▶ [Written request]
Can you swap "pin" for "marker" everywhere in the data and give it back otherwise unchanged, leaving out the pictures?

====== Provided data

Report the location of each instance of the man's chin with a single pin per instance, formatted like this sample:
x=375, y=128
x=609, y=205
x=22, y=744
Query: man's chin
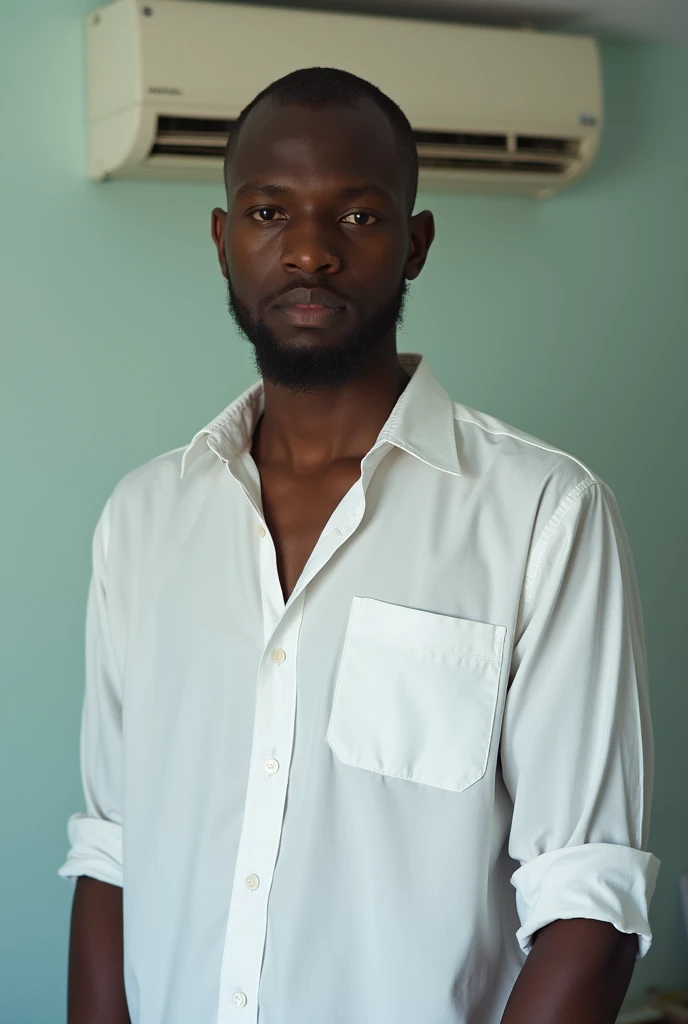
x=304, y=363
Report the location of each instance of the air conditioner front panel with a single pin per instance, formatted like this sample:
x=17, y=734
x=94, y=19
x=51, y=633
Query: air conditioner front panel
x=513, y=112
x=439, y=73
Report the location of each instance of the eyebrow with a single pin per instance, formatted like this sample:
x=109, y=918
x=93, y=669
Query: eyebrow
x=274, y=190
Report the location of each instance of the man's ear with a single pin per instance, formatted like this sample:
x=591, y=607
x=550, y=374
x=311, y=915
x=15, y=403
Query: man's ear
x=422, y=235
x=218, y=223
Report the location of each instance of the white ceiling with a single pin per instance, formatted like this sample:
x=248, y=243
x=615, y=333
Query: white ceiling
x=656, y=20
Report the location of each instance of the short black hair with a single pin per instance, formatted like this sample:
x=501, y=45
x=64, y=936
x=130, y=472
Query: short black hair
x=316, y=87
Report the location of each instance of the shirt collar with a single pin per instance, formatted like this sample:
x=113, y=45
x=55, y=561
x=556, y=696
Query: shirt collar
x=421, y=423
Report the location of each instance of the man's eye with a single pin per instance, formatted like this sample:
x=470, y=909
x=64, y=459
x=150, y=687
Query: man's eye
x=360, y=223
x=271, y=214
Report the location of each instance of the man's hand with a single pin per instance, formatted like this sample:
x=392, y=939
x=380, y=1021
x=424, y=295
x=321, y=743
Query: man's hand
x=577, y=971
x=96, y=958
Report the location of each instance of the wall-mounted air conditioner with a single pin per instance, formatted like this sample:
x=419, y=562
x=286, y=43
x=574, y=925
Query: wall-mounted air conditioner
x=493, y=110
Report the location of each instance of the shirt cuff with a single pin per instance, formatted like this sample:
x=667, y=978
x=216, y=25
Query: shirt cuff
x=599, y=881
x=95, y=850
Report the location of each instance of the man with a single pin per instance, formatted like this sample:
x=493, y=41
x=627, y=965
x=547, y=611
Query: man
x=366, y=715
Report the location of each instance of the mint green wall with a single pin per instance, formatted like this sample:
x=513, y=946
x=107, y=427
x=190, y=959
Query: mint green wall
x=569, y=320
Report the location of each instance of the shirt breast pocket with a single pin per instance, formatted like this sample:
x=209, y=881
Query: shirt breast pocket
x=416, y=694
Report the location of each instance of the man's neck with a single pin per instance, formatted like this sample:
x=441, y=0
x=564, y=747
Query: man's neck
x=306, y=432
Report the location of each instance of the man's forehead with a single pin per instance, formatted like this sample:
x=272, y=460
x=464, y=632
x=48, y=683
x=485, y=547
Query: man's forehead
x=355, y=140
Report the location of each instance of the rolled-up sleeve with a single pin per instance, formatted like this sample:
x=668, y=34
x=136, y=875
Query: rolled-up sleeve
x=576, y=743
x=95, y=838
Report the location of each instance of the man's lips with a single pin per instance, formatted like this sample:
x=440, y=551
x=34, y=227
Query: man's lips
x=311, y=315
x=310, y=306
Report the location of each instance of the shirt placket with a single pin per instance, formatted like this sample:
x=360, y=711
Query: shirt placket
x=271, y=750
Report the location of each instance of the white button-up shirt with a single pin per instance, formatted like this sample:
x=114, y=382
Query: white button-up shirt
x=359, y=805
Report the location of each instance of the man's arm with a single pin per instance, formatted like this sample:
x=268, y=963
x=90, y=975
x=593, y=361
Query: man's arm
x=95, y=993
x=576, y=760
x=577, y=970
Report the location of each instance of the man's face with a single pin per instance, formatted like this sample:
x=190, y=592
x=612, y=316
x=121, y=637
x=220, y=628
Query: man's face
x=317, y=245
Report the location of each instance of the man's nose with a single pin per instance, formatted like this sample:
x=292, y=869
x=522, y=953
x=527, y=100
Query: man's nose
x=308, y=250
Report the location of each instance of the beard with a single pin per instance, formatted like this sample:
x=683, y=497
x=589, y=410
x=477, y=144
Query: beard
x=305, y=368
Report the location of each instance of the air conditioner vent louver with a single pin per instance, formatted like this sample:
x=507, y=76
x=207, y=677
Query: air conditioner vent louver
x=478, y=140
x=191, y=136
x=504, y=166
x=206, y=137
x=539, y=143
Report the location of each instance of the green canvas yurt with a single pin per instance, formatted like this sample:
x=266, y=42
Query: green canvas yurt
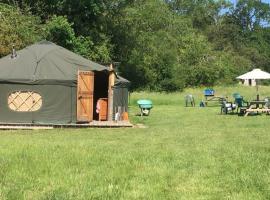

============

▶ [Answer to this problem]
Report the location of each instance of the man's chin with a single marker per instance, formatted like this sample:
x=375, y=128
x=609, y=205
x=22, y=744
Query: man's chin
x=304, y=363
Report the location of each instance of the air conditioner front panel with a single marker per instance, formatted like this sample:
x=17, y=734
x=94, y=19
x=51, y=633
Query: air conditioner front panel
x=513, y=112
x=439, y=73
Report the location of each instance of the eyebrow with a single marker per instance, formatted like this sample:
x=109, y=918
x=93, y=669
Query: eyebrow
x=274, y=190
Report the location of each instance of the man's ear with a single marker per instance, formatted like this sample:
x=591, y=607
x=550, y=374
x=311, y=915
x=15, y=403
Query: man's ear
x=422, y=235
x=218, y=223
Report the location of each instance of the white ceiling with a single marker per instance, formatted like this sample:
x=248, y=243
x=615, y=333
Query: white ceiling
x=656, y=20
Report the location of each instance of the short black hair with a single marker per instance, formatted like this sample:
x=501, y=45
x=64, y=936
x=130, y=472
Query: short black hair
x=316, y=87
Report the location of each instance of the shirt collar with a single marker per instance, formatted like this sample:
x=113, y=45
x=55, y=561
x=556, y=696
Query: shirt collar
x=421, y=423
Report the location of each instance of the man's eye with a single marker per instance, formatted like this sample:
x=470, y=909
x=64, y=459
x=150, y=687
Query: man's eye
x=360, y=223
x=271, y=214
Report the location of each instance of the man's hand with a single marker per instance, formatted like this sample:
x=392, y=939
x=380, y=1021
x=424, y=295
x=321, y=743
Query: man's hand
x=577, y=971
x=96, y=958
Report the location of each instance of the wall-mounted air conditioner with a single marker per instance, formatted like this sample:
x=419, y=562
x=286, y=43
x=574, y=925
Query: wall-mounted air conditioner
x=493, y=110
Report the location of each instance of the shirt cuff with a single marker per instance, formatted like this sample:
x=667, y=978
x=216, y=25
Query: shirt cuff
x=599, y=881
x=95, y=850
Report the location of each instance of the man with a single marker per instance, formatted like this sample:
x=493, y=41
x=627, y=965
x=547, y=611
Query: man
x=366, y=715
Report the location of each instance of the mint green wall with a single marker per instance, formatted like this sample:
x=513, y=946
x=107, y=427
x=190, y=959
Query: mint green wall
x=569, y=320
Report the location of each instance of the shirt breast pocket with a single marker per instance, formatted like this sample:
x=209, y=881
Query: shirt breast pocket
x=416, y=694
Report the location of each instance of the man's neck with a single marker per instance, formatted like this sample:
x=441, y=0
x=564, y=747
Query: man's neck
x=306, y=432
Report the location of each instance of the man's forehead with a single marker per instance, formatted like this sample:
x=272, y=460
x=464, y=632
x=48, y=683
x=485, y=547
Query: man's forehead
x=355, y=140
Report the location of each instance of the rolled-up sleeve with a single marker per instance, formatted like this sample:
x=668, y=34
x=136, y=875
Query: rolled-up sleeve
x=576, y=743
x=95, y=838
Report the location of each instance of the man's lips with a single marker per instance, formatted like this sample:
x=440, y=551
x=34, y=227
Query: man's lips
x=311, y=315
x=310, y=306
Report the location of each instance of the shirt placket with a single marker per instance, formatted like this sample:
x=360, y=711
Query: shirt placket
x=271, y=750
Report the location of each instance of the white button-up shirt with a single marker per instance, formatted like this sample:
x=114, y=382
Query: white button-up shirt
x=359, y=805
Report the location of each instance of the man's arm with a single marker per instance, formatted like this sample:
x=268, y=963
x=90, y=975
x=593, y=361
Query: man's arm
x=95, y=993
x=576, y=760
x=577, y=970
Report the location of each instance of the man's face with a single marker per instance, formatted like this sample:
x=190, y=592
x=612, y=316
x=121, y=637
x=220, y=628
Query: man's face
x=317, y=245
Report the location of each instance of the man's nose with a single marker per instance, formatted like this sample:
x=292, y=869
x=522, y=953
x=527, y=100
Query: man's nose
x=308, y=250
Report the location of each instance of the beard with a single marker per instance, formatted like this sample:
x=683, y=497
x=589, y=410
x=477, y=144
Query: beard
x=305, y=368
Report the location of each instance of the air conditioner vent louver with a single marker per instance, formatted like this sample:
x=507, y=76
x=207, y=677
Query: air conditioner vent louver
x=478, y=140
x=191, y=136
x=504, y=166
x=206, y=137
x=539, y=143
Report the location of each instance of the green canvas yurt with a single marker per instance, formatted like this sample:
x=266, y=42
Query: green canvas yurt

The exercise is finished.